◆ **What this task involves**
Convert the lines below, from the line containing "of the fuel" through the end of the records, into a Markdown table with the columns Row and Line text, leaving out any blank lines.

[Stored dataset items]

☆ ☆ ☆

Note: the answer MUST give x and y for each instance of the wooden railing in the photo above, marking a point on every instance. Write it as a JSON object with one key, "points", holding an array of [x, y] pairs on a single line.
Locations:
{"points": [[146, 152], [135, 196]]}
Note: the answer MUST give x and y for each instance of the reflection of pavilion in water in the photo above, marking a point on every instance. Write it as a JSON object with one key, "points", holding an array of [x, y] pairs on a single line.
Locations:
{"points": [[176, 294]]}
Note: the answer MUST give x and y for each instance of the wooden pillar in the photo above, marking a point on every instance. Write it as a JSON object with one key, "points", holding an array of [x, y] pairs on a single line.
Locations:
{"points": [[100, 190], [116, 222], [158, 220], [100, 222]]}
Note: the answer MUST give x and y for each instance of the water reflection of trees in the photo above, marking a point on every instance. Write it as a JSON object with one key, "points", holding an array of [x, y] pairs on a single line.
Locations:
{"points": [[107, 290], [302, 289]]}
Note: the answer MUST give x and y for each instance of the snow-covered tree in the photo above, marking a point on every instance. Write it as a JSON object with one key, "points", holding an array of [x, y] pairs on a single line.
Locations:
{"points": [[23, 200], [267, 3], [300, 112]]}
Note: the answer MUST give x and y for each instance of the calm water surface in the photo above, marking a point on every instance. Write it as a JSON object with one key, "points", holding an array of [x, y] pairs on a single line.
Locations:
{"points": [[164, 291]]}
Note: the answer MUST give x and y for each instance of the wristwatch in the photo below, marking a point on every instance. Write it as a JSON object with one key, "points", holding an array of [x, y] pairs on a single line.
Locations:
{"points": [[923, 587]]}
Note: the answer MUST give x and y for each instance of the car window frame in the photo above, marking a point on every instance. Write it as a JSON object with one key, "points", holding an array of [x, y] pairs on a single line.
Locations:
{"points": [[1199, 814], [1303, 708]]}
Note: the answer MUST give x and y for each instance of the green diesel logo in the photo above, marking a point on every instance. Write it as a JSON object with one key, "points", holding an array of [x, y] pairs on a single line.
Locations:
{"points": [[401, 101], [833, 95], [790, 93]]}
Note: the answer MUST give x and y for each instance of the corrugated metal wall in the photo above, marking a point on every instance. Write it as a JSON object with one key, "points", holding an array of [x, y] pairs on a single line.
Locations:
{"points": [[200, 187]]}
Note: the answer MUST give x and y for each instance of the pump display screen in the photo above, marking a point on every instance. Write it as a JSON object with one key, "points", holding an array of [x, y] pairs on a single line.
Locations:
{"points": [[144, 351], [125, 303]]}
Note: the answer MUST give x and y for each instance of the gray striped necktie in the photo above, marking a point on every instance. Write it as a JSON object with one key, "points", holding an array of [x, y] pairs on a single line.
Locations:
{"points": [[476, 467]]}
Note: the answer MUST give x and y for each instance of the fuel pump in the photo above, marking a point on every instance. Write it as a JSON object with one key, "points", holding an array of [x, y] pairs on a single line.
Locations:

☆ ☆ ☆

◆ **Output below**
| Row | Line text |
|---|---|
| 1 | Note: the answer MUST give x and y for each instance of the fuel pump in the photo above, marking a point on every instance. Write it as a JSON object with one key, "points", holding an array of [x, y] pairs on a single line. |
| 2 | Locations: |